## Textauszug
Dieses Phänomen ist der bisher einzige Nachweis eines funktionierenden Gentransfers von einer multizellulären Spezies auf eine andere. Ein Traum für jeden Genetiker, denn solch eine DNA-Übertragung steht auch hinter der grundsätzlichen Idee einer Gentherapie für den gesundheitlich optimierten Menschen.

Schon seit den 1970er Jahren ist es bekannt, dass sich die Seeschnecke Chloroplasten von Pflanzen aneignet und in ihre Verdauungszellen überführt. Bis zu neun Monate lang bleibt das Tier nun photosynthesefähig, viel länger als der Effekt bei Pflanzen anhält, und ernährt sich dabei von den selbst erzeugten Kohlenhydraten und Lipiden. Doch wie genau dieser Prozess funktioniert, der die Organellen der Elysia chlorotica wie eine Pflanze funktionieren lässt, war bislang lediglich Thema von Theorien und Diskussionen.

Die Elysia chlorotica in einer Grafik von 1870.

## Bereitgestelltes Material
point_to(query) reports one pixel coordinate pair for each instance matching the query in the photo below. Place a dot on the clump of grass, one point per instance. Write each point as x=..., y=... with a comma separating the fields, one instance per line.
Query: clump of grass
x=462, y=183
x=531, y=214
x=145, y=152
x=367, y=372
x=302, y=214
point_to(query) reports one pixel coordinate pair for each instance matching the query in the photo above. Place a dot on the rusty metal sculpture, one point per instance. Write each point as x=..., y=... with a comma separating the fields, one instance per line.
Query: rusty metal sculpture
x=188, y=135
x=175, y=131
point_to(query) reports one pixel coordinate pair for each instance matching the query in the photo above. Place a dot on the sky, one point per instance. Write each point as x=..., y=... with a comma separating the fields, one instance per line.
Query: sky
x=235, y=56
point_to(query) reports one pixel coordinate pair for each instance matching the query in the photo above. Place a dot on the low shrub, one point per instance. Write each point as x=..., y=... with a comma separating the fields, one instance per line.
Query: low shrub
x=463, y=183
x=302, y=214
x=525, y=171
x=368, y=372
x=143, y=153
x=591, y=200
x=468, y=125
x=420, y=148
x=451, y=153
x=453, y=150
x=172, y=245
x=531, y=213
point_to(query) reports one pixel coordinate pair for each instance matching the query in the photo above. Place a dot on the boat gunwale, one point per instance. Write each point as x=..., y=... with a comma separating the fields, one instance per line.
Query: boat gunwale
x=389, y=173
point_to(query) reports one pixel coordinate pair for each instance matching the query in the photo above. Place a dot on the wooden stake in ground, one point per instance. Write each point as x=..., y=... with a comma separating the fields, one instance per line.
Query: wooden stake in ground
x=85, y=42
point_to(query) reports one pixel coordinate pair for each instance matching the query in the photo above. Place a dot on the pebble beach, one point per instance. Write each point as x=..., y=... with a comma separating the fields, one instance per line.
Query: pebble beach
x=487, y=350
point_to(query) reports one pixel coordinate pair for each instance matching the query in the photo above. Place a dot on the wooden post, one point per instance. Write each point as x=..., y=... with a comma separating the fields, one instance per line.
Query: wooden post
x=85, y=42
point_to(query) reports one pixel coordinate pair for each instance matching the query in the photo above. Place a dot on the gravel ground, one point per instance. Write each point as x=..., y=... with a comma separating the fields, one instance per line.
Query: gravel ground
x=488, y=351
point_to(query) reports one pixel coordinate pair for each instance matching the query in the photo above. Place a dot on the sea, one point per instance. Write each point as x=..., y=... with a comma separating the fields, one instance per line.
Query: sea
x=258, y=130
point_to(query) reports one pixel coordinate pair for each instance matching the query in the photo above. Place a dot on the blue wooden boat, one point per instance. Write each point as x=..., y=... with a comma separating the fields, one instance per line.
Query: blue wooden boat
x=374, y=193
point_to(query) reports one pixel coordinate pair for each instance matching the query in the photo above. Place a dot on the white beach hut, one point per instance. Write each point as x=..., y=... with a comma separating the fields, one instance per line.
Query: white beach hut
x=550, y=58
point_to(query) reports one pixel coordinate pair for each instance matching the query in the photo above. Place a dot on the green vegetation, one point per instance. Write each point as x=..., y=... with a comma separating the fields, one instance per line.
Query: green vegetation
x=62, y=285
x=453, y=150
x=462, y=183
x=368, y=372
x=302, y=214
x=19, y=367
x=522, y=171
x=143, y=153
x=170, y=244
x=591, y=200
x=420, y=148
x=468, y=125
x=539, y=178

## Deine Aufgaben
1. Wie lange bleibt die Seeschnecke laut dem Text über die Elysia chlorotica photosynthesefähig?
2. Schreibe den Text über die Seeschnecke Elysia chlorotica weiter.

## Lösungen
1. Bis zu neun Monate lang.

2.
Die Elysia chlorotica in einer Grafik von 1870. Bild: ​Wikipedia | Public Domain

„Dieses Paper beweist, dass eines der verschiedenen Algengene, das zur Reparatur von Schäden in den Chloroplasten erforderlich ist und sie am Leben hält, auch im Schneckenchromosom vorhanden ist", erklärt Sidney K. Pierce, Co-Autor der Studie bei phys.org. „Die Gene vereinigen sich mit den Schneckenchromosomen und werden der nächsten Generation von Schnecken weitergegeben." Dennoch müssen sich die Babyschnecken, obwohl sie bereits mit dem Chromosom gesegnet sind, auch erst einen Algenvorrat anfressen, bevor sie mit der Photosynthese beginnen können.

„Es macht überhaupt keinen Sinn, dass Algenzellen auch in Tieren wirken und doch ist es so", erzählt Pierce. „Wenn also einmal die Nahrungsquelle der Tiere versiegt, können sie anhand von Sonnenschein überleben, der sie mit den wichtigen Nährstoffen versorgt. So müssen sie nicht verhungern bis sie neue Algen gefunden haben."

Eine Schnecke ist vielleicht kein besonders erstrebenswertes Modell anhand dessen sich der Mensch eine Genmodifikation an seiner eigenen Spezies vorstellen möchte, doch diese Erkenntnisse liefern eine wichtige Basis für weitere Forschungen. Das Phänomen des natürlichen Gentransfers zwischen Pflanze und Tier ermöglicht neue Herangehensweisen für zukünftige medizinische Durchbrüche und Gentherapien.

Die wunderbare Vorstellung eines Lebens lediglich von Luft und Liebe erhält somit eine ganz neue, wenn auch nicht ganz so romantische, Qualität.